Exercise aim:
Please return the lines below verbatim, beginning at the one that has "Target: gold high-heeled shoe" and stopping after the one that has "Where can you see the red feather?", and add no other lines.

Source material:
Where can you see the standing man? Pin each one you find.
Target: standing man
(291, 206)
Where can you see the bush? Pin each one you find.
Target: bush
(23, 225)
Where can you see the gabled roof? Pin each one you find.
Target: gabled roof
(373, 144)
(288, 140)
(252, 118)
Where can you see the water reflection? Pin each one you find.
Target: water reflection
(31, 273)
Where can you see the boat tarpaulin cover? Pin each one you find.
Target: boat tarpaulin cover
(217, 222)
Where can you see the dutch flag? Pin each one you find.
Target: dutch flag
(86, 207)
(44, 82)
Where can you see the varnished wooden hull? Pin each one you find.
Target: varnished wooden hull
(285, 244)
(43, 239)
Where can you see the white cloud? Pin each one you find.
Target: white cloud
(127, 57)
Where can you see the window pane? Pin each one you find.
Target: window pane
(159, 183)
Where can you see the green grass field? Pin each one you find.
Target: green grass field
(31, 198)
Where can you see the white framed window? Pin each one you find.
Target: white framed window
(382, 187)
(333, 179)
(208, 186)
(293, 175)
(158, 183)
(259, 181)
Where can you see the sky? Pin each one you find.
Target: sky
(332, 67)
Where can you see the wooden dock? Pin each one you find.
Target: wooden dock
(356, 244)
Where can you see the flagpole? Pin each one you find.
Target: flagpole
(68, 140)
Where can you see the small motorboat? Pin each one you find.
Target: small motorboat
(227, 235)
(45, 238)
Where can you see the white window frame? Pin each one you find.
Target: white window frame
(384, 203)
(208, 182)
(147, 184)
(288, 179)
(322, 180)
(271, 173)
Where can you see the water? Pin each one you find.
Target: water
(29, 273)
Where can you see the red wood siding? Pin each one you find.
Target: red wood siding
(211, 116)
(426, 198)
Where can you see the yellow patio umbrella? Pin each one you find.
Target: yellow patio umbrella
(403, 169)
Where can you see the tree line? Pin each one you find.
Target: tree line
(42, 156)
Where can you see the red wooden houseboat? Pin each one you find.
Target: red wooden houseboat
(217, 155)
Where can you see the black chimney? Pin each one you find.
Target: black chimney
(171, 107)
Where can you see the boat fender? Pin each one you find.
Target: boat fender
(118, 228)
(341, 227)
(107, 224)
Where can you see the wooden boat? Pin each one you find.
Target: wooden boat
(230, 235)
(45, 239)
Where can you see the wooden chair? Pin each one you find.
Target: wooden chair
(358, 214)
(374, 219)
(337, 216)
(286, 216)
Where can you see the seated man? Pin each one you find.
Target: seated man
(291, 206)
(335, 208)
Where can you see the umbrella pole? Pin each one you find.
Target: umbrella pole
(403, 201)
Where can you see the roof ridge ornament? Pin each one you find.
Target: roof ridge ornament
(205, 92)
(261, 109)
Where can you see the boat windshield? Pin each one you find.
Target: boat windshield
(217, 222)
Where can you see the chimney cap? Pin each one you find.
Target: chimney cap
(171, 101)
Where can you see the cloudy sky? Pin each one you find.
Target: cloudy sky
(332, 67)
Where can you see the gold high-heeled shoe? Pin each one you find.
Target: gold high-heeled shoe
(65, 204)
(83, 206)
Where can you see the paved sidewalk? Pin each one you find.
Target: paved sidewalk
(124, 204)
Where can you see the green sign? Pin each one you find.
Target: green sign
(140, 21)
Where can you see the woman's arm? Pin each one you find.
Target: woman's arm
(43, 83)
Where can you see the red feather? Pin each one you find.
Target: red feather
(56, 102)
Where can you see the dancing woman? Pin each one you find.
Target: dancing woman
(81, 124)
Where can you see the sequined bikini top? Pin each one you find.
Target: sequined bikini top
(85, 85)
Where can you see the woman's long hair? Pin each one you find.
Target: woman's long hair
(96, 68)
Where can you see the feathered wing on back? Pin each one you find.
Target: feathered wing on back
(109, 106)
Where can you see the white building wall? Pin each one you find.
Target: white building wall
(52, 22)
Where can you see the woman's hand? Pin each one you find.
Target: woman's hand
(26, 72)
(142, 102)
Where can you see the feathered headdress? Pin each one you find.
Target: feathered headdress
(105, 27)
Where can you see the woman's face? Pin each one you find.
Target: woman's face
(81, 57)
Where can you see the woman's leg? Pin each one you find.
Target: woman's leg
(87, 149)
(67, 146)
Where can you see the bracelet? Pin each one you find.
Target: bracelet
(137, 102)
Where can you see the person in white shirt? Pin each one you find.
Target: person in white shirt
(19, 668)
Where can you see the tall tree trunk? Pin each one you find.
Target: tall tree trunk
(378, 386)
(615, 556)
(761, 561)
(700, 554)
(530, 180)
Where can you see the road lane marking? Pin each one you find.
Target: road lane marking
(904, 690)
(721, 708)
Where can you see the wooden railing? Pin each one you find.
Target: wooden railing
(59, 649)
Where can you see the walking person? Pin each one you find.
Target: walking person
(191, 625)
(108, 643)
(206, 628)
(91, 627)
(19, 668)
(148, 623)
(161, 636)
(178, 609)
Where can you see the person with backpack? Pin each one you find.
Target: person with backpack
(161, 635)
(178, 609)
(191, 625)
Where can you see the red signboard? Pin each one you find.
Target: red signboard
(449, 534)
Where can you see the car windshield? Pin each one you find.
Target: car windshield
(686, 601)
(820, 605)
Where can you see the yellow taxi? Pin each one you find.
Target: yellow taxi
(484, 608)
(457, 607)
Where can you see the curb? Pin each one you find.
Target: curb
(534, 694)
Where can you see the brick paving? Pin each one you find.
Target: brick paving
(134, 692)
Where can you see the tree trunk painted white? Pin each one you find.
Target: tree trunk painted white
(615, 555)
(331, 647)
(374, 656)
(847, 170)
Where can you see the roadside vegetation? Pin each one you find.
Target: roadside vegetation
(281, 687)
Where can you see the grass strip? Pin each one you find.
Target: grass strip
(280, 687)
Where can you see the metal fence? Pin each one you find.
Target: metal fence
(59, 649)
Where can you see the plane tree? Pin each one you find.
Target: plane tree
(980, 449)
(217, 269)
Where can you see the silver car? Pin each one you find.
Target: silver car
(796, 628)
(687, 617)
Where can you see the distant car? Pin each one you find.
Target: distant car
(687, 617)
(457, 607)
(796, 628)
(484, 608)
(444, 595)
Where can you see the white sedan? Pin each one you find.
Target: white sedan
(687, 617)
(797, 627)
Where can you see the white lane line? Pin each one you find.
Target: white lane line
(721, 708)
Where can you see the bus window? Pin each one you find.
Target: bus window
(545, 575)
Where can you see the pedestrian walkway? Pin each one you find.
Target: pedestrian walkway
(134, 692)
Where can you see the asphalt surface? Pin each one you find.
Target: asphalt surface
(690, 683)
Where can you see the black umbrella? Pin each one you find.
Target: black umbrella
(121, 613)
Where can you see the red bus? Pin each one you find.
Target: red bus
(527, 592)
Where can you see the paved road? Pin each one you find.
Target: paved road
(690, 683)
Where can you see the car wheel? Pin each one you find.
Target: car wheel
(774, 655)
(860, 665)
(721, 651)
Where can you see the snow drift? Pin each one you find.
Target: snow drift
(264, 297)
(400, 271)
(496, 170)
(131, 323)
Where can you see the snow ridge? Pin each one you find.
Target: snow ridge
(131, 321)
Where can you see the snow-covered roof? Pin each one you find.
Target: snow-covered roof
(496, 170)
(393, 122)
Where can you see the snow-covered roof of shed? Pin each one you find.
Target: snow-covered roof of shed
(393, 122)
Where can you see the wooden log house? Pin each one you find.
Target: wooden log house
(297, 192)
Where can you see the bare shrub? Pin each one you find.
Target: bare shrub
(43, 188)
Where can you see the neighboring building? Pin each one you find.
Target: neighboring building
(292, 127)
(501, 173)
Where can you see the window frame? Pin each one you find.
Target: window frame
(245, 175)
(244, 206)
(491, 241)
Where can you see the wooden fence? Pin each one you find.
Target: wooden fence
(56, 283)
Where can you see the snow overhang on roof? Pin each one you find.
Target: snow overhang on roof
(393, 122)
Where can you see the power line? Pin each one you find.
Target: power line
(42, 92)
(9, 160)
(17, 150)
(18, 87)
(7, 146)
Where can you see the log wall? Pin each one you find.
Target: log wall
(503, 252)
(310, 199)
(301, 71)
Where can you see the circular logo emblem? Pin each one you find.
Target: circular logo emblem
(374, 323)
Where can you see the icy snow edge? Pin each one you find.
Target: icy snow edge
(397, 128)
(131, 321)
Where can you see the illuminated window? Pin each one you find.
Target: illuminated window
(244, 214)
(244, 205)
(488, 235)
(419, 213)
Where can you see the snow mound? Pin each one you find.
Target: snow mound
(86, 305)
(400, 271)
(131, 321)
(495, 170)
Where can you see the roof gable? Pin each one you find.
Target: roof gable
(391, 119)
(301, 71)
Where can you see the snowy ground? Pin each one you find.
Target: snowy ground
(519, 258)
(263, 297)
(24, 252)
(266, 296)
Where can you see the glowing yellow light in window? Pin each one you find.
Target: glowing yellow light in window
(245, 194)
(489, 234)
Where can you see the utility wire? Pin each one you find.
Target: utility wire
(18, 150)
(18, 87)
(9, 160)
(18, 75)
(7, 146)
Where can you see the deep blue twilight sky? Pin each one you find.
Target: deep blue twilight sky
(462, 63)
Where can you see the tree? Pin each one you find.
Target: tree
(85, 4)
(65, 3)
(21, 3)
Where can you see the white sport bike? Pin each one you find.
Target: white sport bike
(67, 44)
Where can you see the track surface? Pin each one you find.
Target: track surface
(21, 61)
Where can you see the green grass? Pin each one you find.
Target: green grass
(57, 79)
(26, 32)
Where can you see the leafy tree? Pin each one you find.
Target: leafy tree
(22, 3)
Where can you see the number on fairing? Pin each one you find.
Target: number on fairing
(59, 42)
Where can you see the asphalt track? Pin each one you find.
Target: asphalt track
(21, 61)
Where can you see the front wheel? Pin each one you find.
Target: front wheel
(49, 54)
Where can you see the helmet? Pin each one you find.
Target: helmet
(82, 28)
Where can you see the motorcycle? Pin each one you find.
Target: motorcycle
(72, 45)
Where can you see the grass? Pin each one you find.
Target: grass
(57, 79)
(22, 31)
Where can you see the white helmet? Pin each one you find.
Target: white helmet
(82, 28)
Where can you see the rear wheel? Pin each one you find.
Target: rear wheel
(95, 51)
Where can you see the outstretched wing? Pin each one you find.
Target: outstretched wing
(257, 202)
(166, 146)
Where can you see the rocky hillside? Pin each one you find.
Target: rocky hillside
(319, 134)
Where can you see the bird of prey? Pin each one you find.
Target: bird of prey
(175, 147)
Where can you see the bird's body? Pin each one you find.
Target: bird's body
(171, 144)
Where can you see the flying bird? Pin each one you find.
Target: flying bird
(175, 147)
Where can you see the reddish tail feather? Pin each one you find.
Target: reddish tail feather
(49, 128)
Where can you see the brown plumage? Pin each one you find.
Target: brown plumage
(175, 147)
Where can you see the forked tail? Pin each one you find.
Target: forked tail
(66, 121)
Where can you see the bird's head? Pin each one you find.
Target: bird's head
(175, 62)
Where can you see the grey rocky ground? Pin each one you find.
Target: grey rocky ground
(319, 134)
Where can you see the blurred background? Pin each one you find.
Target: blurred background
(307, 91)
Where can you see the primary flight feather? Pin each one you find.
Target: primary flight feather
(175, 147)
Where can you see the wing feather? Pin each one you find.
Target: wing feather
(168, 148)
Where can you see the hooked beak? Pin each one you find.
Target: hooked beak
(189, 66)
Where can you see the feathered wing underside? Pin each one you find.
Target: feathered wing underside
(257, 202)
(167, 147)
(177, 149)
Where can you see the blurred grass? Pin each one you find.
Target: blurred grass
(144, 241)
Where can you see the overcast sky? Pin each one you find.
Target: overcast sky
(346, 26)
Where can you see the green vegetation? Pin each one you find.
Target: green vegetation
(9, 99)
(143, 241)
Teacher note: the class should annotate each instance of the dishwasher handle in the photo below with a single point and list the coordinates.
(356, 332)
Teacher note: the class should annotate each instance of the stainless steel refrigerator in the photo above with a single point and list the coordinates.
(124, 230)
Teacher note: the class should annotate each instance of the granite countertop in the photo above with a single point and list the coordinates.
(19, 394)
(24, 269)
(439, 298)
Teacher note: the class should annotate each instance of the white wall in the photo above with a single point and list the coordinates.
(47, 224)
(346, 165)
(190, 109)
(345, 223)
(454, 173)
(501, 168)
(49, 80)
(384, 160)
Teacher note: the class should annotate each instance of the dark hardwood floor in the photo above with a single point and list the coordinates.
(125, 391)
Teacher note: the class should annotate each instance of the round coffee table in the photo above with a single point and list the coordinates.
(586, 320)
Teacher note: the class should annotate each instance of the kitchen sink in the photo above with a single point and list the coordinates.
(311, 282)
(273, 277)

Answer space:
Target: gold high-heeled shoe
(65, 204)
(83, 206)
Where can you see the paved sidewalk? Pin each one you find.
Target: paved sidewalk
(124, 204)
Where can you see the green sign? Pin each one you find.
Target: green sign
(140, 21)
Where can you see the woman's arm? Pin each one you find.
Target: woman's arm
(43, 83)
Where can you see the red feather? Pin each one you find.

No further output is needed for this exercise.